[Point-based annotation data]
----

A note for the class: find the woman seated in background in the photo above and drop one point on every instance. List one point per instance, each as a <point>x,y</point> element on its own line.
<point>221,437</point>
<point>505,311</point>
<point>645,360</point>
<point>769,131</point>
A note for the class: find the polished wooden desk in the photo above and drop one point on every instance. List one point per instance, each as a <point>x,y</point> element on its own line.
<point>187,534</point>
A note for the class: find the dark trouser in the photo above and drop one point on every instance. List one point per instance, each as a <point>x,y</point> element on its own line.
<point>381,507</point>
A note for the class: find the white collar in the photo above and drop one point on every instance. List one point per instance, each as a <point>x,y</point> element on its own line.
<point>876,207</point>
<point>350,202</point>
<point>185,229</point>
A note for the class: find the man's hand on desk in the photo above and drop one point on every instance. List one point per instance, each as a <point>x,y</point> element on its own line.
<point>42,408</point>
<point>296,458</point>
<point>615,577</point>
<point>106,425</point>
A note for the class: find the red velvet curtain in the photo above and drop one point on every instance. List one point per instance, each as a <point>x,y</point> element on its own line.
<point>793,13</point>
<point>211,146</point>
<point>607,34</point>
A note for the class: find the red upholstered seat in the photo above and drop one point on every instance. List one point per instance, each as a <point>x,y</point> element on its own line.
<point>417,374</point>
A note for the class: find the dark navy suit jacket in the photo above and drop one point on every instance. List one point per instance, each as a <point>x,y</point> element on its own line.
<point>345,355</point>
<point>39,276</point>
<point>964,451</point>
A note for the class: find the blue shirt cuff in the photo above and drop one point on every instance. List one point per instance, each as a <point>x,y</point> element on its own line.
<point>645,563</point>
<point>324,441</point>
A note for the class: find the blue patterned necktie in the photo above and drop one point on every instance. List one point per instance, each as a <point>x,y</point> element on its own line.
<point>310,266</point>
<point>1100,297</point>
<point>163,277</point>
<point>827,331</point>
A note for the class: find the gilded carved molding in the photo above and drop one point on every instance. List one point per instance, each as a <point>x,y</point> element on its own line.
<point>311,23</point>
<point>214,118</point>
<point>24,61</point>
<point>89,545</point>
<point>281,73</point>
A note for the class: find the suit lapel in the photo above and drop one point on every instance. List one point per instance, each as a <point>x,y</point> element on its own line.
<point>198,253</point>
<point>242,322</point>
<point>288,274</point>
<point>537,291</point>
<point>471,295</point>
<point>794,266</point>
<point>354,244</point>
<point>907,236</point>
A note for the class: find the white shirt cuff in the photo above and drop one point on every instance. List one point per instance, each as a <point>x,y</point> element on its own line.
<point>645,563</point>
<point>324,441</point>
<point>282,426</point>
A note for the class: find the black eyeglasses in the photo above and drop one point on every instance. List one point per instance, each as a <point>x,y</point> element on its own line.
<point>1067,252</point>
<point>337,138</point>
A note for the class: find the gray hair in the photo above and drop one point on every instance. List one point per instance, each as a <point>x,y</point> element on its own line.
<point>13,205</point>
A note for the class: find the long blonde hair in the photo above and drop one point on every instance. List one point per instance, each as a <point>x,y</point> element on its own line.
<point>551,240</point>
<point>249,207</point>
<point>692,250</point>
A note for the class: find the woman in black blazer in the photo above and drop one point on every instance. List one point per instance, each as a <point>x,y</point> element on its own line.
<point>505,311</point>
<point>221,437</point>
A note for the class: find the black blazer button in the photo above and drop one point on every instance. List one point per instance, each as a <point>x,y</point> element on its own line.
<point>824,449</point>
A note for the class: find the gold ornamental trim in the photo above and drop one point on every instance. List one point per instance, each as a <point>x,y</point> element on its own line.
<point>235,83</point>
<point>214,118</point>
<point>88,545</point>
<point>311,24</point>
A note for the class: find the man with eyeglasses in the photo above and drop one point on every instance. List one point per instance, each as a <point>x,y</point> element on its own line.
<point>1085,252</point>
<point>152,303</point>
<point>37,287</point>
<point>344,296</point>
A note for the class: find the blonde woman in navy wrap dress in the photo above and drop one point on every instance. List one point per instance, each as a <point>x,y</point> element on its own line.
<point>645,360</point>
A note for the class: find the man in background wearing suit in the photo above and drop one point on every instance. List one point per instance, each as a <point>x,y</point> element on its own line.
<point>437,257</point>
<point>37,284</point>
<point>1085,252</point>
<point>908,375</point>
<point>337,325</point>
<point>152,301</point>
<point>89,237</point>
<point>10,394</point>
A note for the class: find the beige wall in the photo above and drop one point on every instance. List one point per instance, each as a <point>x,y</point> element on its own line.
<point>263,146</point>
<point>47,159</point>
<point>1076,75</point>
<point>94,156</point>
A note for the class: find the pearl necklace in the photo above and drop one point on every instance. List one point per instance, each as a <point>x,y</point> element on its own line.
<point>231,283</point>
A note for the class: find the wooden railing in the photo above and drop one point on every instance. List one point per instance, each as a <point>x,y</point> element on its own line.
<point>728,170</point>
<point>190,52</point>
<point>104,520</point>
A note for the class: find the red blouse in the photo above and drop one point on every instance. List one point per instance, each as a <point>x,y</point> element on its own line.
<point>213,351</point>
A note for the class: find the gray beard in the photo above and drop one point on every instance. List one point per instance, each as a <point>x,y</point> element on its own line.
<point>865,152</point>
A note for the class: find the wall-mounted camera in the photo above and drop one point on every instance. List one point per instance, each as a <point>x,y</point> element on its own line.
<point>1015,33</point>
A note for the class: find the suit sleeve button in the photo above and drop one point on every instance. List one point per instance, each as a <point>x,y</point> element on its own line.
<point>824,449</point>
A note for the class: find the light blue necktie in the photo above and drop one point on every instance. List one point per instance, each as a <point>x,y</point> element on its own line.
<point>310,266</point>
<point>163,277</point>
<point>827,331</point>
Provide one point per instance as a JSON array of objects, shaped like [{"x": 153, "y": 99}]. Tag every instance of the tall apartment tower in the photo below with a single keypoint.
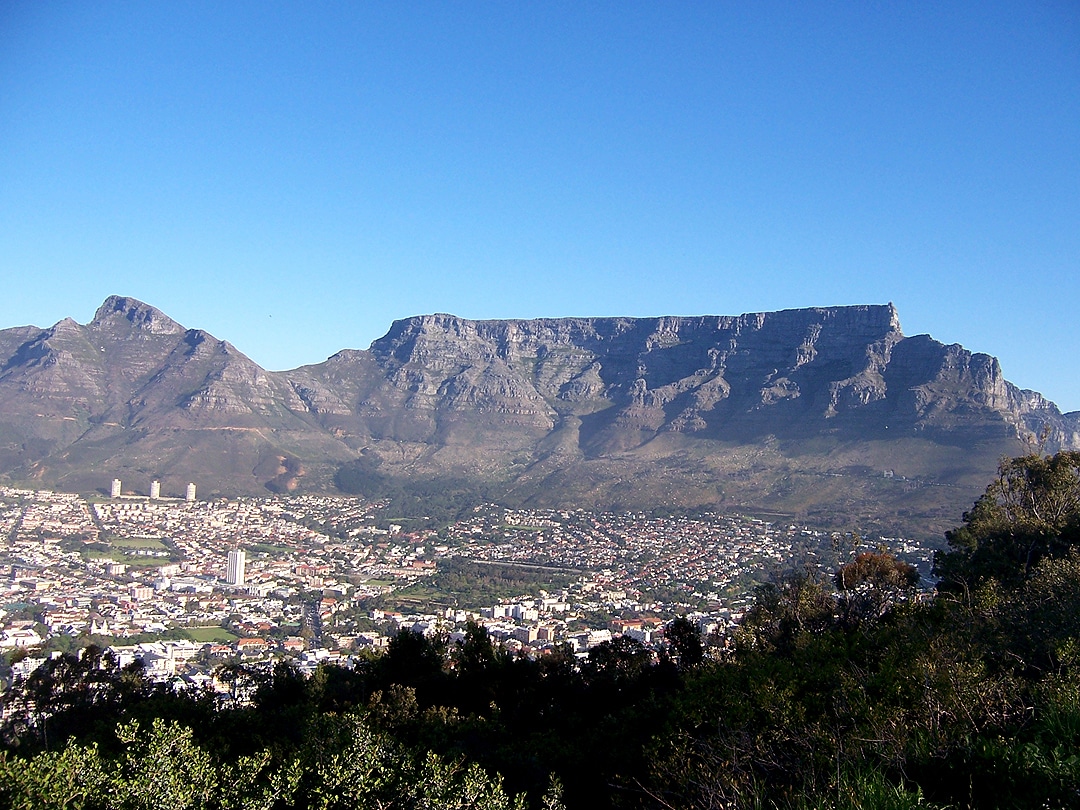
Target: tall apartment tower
[{"x": 234, "y": 574}]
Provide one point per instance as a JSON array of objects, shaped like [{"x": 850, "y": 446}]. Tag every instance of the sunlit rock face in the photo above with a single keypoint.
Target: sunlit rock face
[{"x": 813, "y": 412}]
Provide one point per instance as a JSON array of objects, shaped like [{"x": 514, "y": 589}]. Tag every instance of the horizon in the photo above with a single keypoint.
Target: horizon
[{"x": 293, "y": 179}]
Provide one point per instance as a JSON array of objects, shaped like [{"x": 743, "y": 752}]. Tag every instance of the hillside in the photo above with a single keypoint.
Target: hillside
[{"x": 825, "y": 414}]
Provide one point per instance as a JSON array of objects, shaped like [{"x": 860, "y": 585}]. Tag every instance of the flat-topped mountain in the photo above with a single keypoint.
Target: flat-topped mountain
[{"x": 825, "y": 413}]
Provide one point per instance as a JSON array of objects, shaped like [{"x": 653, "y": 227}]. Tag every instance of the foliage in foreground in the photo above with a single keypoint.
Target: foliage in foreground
[{"x": 838, "y": 692}]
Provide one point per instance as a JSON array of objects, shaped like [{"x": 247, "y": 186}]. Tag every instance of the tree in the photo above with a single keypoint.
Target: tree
[
  {"x": 685, "y": 640},
  {"x": 1029, "y": 511},
  {"x": 872, "y": 583}
]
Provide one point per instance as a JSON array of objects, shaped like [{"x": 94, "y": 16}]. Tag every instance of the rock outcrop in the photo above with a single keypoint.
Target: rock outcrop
[{"x": 819, "y": 413}]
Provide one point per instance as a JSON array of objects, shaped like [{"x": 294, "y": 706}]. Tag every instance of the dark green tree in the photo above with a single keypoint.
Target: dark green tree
[
  {"x": 1029, "y": 511},
  {"x": 685, "y": 642}
]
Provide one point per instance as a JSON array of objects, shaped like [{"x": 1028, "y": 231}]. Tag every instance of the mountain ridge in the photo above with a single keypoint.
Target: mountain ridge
[{"x": 817, "y": 413}]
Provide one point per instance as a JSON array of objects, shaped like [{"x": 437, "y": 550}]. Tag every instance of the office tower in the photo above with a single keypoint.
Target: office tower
[{"x": 234, "y": 575}]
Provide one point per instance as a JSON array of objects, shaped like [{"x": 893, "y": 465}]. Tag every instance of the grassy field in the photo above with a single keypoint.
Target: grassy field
[
  {"x": 138, "y": 542},
  {"x": 219, "y": 635}
]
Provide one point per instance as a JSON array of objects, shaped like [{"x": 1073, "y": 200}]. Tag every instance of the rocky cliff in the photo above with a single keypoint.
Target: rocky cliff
[{"x": 815, "y": 413}]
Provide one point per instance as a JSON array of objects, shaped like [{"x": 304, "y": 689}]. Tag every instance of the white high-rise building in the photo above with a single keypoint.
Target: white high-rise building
[{"x": 234, "y": 575}]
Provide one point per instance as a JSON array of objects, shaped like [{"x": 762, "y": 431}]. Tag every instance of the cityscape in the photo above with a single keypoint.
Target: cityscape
[{"x": 186, "y": 585}]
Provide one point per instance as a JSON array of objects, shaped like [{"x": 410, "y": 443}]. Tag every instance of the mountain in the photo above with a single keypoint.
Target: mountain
[{"x": 827, "y": 414}]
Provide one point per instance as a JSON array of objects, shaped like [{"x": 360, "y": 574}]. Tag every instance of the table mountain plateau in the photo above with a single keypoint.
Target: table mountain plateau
[{"x": 826, "y": 414}]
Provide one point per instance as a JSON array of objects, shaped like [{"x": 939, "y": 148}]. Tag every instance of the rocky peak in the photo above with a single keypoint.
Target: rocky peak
[{"x": 129, "y": 313}]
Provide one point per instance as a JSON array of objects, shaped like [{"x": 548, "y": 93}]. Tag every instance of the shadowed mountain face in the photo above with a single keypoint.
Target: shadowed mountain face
[{"x": 823, "y": 413}]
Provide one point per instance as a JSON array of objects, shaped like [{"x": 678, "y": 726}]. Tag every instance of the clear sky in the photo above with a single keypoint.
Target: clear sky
[{"x": 294, "y": 176}]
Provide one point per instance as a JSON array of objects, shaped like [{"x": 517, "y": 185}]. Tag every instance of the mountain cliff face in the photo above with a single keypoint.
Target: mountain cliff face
[{"x": 815, "y": 412}]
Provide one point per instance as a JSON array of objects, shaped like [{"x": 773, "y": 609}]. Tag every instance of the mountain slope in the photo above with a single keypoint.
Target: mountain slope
[{"x": 827, "y": 413}]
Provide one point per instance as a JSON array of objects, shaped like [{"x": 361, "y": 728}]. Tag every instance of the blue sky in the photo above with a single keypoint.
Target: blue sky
[{"x": 295, "y": 176}]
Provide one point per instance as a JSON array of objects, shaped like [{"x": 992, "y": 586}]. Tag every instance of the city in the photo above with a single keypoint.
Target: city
[{"x": 185, "y": 585}]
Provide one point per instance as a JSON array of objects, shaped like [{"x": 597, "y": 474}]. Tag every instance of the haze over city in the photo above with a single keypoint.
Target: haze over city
[{"x": 295, "y": 178}]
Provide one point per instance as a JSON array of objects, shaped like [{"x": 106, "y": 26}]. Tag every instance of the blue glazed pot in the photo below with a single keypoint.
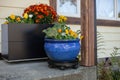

----

§ THE PROBLEM:
Please copy out the rows word for word, starting with the line containing "of the haze" and going on through the end of the rows. Leave the pictures out of your answer.

§ PROBLEM SOLUTION:
Provide one point per instance as a JSON array of objects, shaped like [{"x": 597, "y": 474}]. Tag every instance of the haze over city in the photo above with a single keypoint.
Target: haze over city
[{"x": 295, "y": 178}]
Provide one point per instance as a JSON array of objects, shaped like [{"x": 106, "y": 26}]. Tag every instance of the blue glazed pot in the photo below with a single keypoint.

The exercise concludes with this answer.